• [EXCERTO SELECIONADO]
────────

Naquilo ou daquilo são contrações de uma proposição com um pronome, espécies de atalho gramatical para arrepiar caminho; nestes casos só atrapalham o que é simples. Alguns destes naquilos e daquilos terão entrado na comunicação de Bruno Lage, porque o que se viu do Benfica esta quinta-feira, em Zagreb, foram trapalhadas sucessivas. Passes. Cruzamentos. Perdas de bola. Ideias.

Tudo trocado e tudo diferente do que se vira, por exemplo recente, no FC Porto.

Não é que o Benfica tenha entrado mal, mas é que tenha estado realmente mal a partir do momento em que Grimaldo chutou contra o pé do guarda-redes Livakovic. Essa foi uma boa ocasião, logo ao minuto sete, e acabou por ser a única ocasião do Benfica até final da primeira-parte. Na verdade, acabou por ser a melhor ocasião daí até ao fim do jogo, o que é verdadeiramente surpreendente tendo em conta o histórico recente – e dentro daquilo que é real valor do adversário.

O Dinamo Zagreb surgiu fechado, com praticamente 10 jogadores atrás do seu meio-campo; uma equipa bem organizada, sim senhor, com um talento escorregadio e felino chamado Dani Olmo, que se esgueira por entre buracos e dispara oportunamente. Ainda assim, o clube croata pareceu bastante acessível à melhor versão dos encarnados. Que tem Pizzi e Seferovic, e tem tido também Samaris, e dois deles não estiveram em Zagreb e o outro saiu lesionado aos 31’.

────────

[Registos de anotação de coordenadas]

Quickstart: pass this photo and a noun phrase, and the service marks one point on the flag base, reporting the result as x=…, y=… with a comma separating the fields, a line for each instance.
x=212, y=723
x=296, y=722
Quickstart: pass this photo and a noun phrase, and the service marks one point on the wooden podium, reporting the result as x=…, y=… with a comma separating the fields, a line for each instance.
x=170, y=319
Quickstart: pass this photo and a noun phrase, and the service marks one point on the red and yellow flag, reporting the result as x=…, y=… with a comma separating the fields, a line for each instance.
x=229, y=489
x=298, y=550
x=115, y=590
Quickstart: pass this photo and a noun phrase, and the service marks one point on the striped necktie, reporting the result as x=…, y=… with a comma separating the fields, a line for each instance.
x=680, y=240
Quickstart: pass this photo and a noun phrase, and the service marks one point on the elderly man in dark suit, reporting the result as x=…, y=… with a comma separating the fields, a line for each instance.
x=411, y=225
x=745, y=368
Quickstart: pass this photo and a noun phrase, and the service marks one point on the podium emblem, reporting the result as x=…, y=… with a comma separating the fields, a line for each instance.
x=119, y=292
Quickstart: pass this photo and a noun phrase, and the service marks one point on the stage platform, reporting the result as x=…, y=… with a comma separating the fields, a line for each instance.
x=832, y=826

────────

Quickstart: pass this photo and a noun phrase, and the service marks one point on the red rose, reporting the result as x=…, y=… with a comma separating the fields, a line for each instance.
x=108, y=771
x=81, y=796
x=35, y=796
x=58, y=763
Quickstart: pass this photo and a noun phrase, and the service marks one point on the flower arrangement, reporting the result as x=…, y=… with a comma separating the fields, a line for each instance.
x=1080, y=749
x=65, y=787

────────

• [DESAFIOS]
a) Volte a escrever o excerto sobre o jogo do Benfica em Zagreb, todo o trecho desde "O Dinamo Zagreb" até "lesionado aos 31’.".
b) No excerto sobre o jogo do Benfica em Zagreb, em que minuto surgiu a ocasião de Grimaldo?
c) Resuma em duas frases o excerto sobre o jogo do Benfica em Zagreb.

• [RESPOSTAS ESCRITAS]
a)
O Dinamo Zagreb surgiu fechado, com praticamente 10 jogadores atrás do seu meio-campo; uma equipa bem organizada, sim senhor, com um talento escorregadio e felino chamado Dani Olmo, que se esgueira por entre buracos e dispara oportunamente. Ainda assim, o clube croata pareceu bastante acessível à melhor versão dos encarnados. Que tem Pizzi e Seferovic, e tem tido também Samaris, e dois deles não estiveram em Zagreb e o outro saiu lesionado aos 31’.

b) Ao minuto sete.

c) Na quinta-feira, em Zagreb, o Benfica de Bruno Lage acumulou trapalhadas sucessivas, e a sua melhor ocasião foi logo ao minuto sete, quando Grimaldo chutou contra o pé do guarda-redes Livakovic. O Dinamo Zagreb surgiu fechado e bem organizado, com Dani Olmo como talento de destaque, mas pareceu bastante acessível à melhor versão dos encarnados, que não tiveram dois dos seus jogadores referidos e perderam o terceiro, lesionado aos 31 minutos.